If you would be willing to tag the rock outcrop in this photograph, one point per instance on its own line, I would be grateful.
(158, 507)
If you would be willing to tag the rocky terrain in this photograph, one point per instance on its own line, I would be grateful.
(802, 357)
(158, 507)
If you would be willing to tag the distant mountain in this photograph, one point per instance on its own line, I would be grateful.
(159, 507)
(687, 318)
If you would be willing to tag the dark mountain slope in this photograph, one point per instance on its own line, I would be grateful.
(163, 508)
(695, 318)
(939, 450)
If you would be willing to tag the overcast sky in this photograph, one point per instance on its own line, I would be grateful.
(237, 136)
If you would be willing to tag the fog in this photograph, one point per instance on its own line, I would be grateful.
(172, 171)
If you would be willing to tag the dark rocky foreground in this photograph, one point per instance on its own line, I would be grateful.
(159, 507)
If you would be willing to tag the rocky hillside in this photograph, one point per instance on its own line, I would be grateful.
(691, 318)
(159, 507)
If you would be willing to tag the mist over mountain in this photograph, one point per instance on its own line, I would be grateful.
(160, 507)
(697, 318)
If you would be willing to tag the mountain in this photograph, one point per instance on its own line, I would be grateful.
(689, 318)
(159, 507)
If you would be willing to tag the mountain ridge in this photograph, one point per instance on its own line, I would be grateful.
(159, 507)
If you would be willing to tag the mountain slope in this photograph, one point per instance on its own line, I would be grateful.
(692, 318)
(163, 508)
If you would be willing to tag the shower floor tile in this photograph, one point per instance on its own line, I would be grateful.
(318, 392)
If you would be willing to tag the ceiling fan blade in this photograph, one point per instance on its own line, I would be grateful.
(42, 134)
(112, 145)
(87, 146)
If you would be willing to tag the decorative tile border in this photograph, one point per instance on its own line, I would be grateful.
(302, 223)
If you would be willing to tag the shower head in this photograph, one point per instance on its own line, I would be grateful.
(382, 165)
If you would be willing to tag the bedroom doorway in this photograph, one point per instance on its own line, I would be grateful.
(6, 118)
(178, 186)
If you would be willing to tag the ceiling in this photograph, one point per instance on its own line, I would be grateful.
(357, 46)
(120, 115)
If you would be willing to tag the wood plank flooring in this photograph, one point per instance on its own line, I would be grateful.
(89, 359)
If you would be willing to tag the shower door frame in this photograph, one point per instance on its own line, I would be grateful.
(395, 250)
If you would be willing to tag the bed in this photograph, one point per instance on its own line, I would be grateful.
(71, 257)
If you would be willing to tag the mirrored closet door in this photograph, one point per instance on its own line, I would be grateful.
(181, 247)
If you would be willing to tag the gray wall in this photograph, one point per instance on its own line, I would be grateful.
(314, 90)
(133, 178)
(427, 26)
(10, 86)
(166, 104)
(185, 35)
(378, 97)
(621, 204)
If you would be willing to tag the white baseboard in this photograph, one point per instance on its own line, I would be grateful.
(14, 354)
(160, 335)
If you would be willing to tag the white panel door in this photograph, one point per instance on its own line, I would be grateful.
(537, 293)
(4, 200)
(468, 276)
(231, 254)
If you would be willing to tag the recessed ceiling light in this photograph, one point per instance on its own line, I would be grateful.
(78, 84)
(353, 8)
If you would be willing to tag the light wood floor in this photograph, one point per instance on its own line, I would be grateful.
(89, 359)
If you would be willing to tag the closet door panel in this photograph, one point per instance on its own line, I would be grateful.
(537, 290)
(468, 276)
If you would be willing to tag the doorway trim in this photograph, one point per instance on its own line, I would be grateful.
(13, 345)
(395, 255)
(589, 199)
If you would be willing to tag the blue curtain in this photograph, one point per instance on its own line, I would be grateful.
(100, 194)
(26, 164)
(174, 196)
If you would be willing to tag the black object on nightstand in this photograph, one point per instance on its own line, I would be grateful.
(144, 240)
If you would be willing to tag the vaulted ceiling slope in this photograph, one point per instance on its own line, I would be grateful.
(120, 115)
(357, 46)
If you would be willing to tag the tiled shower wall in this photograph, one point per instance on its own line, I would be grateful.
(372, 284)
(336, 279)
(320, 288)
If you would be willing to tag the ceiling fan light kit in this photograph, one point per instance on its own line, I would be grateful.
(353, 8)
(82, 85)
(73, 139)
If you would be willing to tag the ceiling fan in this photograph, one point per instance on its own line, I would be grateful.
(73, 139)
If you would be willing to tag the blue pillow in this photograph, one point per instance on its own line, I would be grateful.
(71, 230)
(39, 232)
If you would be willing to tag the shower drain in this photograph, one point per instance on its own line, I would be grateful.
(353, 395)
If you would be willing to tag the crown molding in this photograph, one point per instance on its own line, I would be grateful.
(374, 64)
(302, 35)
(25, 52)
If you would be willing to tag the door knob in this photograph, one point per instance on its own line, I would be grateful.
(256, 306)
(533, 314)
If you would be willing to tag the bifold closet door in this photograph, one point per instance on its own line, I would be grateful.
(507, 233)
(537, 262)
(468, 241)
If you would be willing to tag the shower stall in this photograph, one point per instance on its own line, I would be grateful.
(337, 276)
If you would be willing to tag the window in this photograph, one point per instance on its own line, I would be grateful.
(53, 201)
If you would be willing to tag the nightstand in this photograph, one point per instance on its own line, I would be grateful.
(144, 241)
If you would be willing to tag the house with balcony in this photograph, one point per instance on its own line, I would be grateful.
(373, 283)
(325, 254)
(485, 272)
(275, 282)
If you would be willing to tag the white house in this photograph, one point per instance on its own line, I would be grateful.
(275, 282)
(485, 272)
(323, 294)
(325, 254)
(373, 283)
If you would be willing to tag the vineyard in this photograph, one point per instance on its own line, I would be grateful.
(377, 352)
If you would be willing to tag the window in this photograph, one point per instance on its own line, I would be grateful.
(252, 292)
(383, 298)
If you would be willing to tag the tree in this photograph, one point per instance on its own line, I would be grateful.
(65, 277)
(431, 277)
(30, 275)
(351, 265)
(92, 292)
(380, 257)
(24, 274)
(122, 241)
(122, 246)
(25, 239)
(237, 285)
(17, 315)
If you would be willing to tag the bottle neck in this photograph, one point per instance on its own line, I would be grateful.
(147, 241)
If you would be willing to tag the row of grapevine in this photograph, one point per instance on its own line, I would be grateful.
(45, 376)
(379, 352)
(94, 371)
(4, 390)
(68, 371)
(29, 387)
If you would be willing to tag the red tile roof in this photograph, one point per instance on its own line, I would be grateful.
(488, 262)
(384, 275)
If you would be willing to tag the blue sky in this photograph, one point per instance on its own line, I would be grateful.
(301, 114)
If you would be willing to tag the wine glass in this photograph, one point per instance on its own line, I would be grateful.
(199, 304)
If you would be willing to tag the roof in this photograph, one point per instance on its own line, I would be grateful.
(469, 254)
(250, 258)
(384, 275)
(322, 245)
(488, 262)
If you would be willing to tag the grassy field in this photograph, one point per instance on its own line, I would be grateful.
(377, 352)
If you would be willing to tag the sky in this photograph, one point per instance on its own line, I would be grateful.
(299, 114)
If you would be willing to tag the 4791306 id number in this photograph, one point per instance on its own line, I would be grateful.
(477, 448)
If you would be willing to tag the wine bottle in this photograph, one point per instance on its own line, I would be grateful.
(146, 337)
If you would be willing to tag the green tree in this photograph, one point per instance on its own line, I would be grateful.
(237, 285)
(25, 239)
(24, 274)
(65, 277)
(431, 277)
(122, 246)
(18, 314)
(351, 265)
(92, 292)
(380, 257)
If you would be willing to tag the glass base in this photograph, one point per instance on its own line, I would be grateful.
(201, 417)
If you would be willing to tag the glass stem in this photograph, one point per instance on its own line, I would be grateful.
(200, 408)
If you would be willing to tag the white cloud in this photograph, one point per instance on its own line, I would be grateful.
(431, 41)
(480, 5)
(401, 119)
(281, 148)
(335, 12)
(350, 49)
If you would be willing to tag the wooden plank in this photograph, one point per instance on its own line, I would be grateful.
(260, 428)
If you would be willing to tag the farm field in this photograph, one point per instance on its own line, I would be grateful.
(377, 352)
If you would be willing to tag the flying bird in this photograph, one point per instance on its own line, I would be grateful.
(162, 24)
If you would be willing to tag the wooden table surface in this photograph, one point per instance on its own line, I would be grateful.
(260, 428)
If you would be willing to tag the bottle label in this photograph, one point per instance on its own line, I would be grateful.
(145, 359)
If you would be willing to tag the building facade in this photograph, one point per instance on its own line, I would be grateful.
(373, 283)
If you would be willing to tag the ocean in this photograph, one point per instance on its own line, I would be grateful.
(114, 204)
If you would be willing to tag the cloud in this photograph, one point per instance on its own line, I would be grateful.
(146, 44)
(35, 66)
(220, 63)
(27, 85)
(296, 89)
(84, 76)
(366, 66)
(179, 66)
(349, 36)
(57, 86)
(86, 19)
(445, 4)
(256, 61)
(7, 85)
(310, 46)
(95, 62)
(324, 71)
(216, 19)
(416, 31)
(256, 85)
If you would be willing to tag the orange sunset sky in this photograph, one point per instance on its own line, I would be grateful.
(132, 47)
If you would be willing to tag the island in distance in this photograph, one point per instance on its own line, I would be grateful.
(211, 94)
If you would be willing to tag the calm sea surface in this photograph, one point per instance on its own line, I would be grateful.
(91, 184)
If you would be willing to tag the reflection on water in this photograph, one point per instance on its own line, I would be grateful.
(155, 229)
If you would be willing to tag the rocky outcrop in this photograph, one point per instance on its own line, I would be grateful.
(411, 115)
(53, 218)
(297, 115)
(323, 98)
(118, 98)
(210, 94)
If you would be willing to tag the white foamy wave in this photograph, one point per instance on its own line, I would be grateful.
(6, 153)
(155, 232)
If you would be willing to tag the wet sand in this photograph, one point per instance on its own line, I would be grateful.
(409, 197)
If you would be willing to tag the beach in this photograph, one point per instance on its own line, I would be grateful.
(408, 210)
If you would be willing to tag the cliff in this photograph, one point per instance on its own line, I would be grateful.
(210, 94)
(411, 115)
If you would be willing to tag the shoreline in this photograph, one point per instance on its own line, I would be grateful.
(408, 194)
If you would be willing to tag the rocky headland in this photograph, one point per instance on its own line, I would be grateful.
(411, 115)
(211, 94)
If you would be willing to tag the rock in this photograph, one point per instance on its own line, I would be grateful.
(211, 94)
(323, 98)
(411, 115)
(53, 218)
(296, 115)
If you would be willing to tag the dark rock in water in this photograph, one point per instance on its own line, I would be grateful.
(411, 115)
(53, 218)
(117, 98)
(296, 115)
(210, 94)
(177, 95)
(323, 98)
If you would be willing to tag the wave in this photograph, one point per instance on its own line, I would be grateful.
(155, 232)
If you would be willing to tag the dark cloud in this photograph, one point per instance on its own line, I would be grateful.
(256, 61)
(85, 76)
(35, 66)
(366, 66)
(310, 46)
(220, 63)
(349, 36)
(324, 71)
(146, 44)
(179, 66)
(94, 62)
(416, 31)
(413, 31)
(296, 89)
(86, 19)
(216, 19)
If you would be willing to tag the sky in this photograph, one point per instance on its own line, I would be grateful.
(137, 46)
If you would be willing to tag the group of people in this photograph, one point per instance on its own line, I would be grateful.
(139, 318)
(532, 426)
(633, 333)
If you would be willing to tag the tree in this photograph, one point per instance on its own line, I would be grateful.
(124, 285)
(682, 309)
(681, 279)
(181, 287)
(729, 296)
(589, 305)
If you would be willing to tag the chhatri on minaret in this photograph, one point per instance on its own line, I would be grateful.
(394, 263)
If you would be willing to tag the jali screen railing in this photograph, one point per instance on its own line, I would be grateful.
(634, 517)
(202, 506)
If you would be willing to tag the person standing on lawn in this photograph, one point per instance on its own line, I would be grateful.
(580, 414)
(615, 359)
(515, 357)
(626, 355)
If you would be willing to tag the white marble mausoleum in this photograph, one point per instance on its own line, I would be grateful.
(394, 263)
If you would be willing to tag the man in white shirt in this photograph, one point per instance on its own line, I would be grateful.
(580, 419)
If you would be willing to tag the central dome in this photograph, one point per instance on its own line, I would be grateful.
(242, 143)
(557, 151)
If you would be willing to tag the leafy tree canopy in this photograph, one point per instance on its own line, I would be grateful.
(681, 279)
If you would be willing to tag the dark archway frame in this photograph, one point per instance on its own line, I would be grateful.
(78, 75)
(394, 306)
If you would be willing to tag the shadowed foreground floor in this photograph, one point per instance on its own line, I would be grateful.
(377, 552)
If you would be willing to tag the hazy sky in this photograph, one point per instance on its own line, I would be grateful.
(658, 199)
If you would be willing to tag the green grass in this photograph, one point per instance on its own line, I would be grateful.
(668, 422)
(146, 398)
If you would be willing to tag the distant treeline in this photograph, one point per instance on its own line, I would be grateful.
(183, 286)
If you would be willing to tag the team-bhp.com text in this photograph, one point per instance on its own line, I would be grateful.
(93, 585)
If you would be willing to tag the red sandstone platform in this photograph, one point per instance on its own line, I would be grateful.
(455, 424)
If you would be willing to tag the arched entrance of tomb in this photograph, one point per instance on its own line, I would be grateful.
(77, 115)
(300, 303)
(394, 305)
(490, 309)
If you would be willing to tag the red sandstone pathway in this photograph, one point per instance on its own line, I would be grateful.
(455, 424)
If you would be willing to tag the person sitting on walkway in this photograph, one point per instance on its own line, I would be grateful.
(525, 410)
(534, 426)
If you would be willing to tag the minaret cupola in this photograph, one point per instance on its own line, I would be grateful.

**Exercise details**
Set down nothing but the lines from the one containing "If you would be willing to tag the hazy" through the end of the entries above, exactly as written, both ends counted.

**Answer for the task**
If you would be willing to tag the hazy sky in this photograph, one point per instance on its own line, I would be grateful.
(658, 199)
If you would be willing to tag the green grass in this photograph, one point per instance on its own line, I would be grateful.
(668, 422)
(146, 398)
If you would be willing to tag the distant treeline in this photograph, one point per instance on its own line, I would be grateful.
(183, 286)
If you would be willing to tag the team-bhp.com text in this photograph, one point per instance on its own line, I would be grateful.
(93, 585)
If you would be willing to tag the red sandstone platform in this photograph, one point per instance on its own line, I would be grateful.
(455, 424)
If you would be willing to tag the arched entrance of tomb in this photograph, one point per instance on its own line, I would be grateful.
(77, 115)
(300, 303)
(394, 305)
(490, 309)
If you would be willing to tag the red sandstone pathway in this photograph, one point per instance on its own line, I would be grateful.
(455, 424)
If you would be willing to tag the person sitting on walkway in this photograph, one point per instance on its own line, I would be grateful.
(525, 410)
(534, 426)
If you would be willing to tag the minaret cupola in this photograph, one point per instance on its own line, I would be grateful.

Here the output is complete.